Write the listing below out again exactly, dropping the images.

-- START OF Given records --

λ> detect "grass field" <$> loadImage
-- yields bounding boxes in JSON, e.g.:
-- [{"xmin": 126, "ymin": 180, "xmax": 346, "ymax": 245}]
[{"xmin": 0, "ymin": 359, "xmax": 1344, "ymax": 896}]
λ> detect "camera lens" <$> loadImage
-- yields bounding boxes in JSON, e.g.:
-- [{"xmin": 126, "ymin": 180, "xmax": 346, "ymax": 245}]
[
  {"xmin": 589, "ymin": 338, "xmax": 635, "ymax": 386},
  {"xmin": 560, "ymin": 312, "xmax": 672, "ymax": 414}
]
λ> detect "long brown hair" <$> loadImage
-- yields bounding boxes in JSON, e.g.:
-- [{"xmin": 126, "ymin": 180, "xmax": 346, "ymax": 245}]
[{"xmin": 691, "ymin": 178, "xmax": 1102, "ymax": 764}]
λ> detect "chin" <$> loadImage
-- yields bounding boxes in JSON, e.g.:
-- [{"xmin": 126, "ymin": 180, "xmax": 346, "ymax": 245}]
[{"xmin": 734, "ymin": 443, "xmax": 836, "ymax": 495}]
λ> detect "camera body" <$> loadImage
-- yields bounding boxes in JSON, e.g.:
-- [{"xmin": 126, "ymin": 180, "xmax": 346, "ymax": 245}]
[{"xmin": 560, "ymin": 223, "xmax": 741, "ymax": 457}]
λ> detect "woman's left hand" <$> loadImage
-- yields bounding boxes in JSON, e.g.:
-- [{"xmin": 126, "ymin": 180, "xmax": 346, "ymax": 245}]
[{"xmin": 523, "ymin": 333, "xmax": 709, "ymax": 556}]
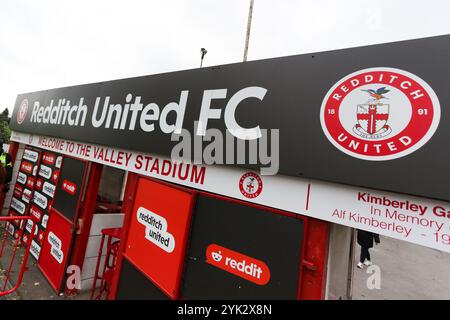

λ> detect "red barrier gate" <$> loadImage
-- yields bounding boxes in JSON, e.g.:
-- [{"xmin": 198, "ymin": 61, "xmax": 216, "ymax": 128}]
[{"xmin": 0, "ymin": 216, "xmax": 36, "ymax": 297}]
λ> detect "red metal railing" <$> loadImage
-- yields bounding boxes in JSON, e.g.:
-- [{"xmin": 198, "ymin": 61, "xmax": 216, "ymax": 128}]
[
  {"xmin": 91, "ymin": 228, "xmax": 122, "ymax": 300},
  {"xmin": 0, "ymin": 216, "xmax": 36, "ymax": 297}
]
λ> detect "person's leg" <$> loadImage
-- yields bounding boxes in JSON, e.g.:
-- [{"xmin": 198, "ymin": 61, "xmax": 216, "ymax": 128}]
[{"xmin": 359, "ymin": 246, "xmax": 369, "ymax": 263}]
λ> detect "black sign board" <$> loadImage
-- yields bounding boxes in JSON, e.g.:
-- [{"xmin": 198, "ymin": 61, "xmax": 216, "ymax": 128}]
[
  {"xmin": 116, "ymin": 258, "xmax": 169, "ymax": 300},
  {"xmin": 181, "ymin": 196, "xmax": 304, "ymax": 300},
  {"xmin": 11, "ymin": 36, "xmax": 450, "ymax": 200},
  {"xmin": 53, "ymin": 157, "xmax": 87, "ymax": 222}
]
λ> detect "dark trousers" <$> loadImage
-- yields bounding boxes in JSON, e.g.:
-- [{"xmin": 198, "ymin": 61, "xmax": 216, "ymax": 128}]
[{"xmin": 359, "ymin": 246, "xmax": 370, "ymax": 263}]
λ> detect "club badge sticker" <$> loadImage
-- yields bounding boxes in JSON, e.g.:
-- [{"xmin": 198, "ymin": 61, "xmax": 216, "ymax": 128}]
[
  {"xmin": 239, "ymin": 172, "xmax": 263, "ymax": 199},
  {"xmin": 320, "ymin": 67, "xmax": 441, "ymax": 161}
]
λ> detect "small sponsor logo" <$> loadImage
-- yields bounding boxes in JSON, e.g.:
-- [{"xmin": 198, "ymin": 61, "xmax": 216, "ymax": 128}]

-- END OF Given records --

▸ **Response to this exercise**
λ> detect "grass field" <$> loadImage
-- yields bounding boxes in JSON, e.g.:
-- [{"xmin": 126, "ymin": 180, "xmax": 346, "ymax": 245}]
[{"xmin": 0, "ymin": 359, "xmax": 1344, "ymax": 896}]
λ> detect "camera lens" <$> loadImage
-- yields bounding boxes in JSON, e.g.:
-- [{"xmin": 126, "ymin": 180, "xmax": 346, "ymax": 245}]
[
  {"xmin": 589, "ymin": 338, "xmax": 635, "ymax": 386},
  {"xmin": 560, "ymin": 312, "xmax": 672, "ymax": 414}
]
λ> detect "long brown hair" <$> loadImage
-- yields bounding boxes in JSON, e.g.:
-- [{"xmin": 126, "ymin": 180, "xmax": 346, "ymax": 245}]
[{"xmin": 691, "ymin": 178, "xmax": 1102, "ymax": 764}]
λ> detect "chin" <$> loadImage
-- yields bounding boxes in JSON, e.g.:
-- [{"xmin": 126, "ymin": 180, "xmax": 346, "ymax": 245}]
[{"xmin": 734, "ymin": 443, "xmax": 836, "ymax": 495}]
λ> detect "camera body" <$> loadImage
-- yields bounding boxes in JSON, e.g.:
-- [{"xmin": 126, "ymin": 180, "xmax": 346, "ymax": 245}]
[{"xmin": 560, "ymin": 223, "xmax": 741, "ymax": 457}]
λ> detect "woman's left hand" <$> loadImage
-- yields bounding boxes in JSON, e.g.:
-- [{"xmin": 126, "ymin": 180, "xmax": 346, "ymax": 245}]
[{"xmin": 523, "ymin": 333, "xmax": 709, "ymax": 556}]

λ> detect "red barrier gate" <$> loadImage
-- yields bounding boxes in JSON, e.g.:
-- [{"xmin": 198, "ymin": 61, "xmax": 216, "ymax": 128}]
[{"xmin": 0, "ymin": 216, "xmax": 36, "ymax": 297}]
λ> detect "red metal railing" <$> loadImage
-- yields bounding boxes in JSON, e.g.:
-- [{"xmin": 198, "ymin": 61, "xmax": 216, "ymax": 128}]
[
  {"xmin": 91, "ymin": 228, "xmax": 122, "ymax": 300},
  {"xmin": 0, "ymin": 216, "xmax": 36, "ymax": 297}
]
λ> detect "person's leg" <$> loadImage
-- yields bounding boxes in JSON, e.g.:
-- [{"xmin": 198, "ymin": 61, "xmax": 216, "ymax": 128}]
[{"xmin": 359, "ymin": 246, "xmax": 369, "ymax": 263}]
λ> detect "black sign board" <$> loadImage
-- yields bounding boxes in JSON, e.g.:
-- [{"xmin": 198, "ymin": 61, "xmax": 216, "ymax": 128}]
[
  {"xmin": 116, "ymin": 258, "xmax": 169, "ymax": 300},
  {"xmin": 181, "ymin": 196, "xmax": 304, "ymax": 300},
  {"xmin": 11, "ymin": 36, "xmax": 450, "ymax": 200},
  {"xmin": 53, "ymin": 157, "xmax": 87, "ymax": 222}
]
λ> detect "dark trousers" <$> loadImage
-- yields bounding boxes in JSON, e.g.:
-- [{"xmin": 198, "ymin": 61, "xmax": 216, "ymax": 128}]
[{"xmin": 359, "ymin": 246, "xmax": 370, "ymax": 263}]
λ> detect "club badge sticker" <$> loadImage
-- yields bounding boxes in JSON, e.g.:
-- [{"xmin": 198, "ymin": 61, "xmax": 216, "ymax": 128}]
[
  {"xmin": 239, "ymin": 172, "xmax": 263, "ymax": 199},
  {"xmin": 320, "ymin": 67, "xmax": 441, "ymax": 161}
]
λ> detect "small sponsor logo" <$> loadImage
-- yields bounding boxes in JSON, e.g.:
-- [{"xmin": 198, "ymin": 61, "xmax": 216, "ymax": 128}]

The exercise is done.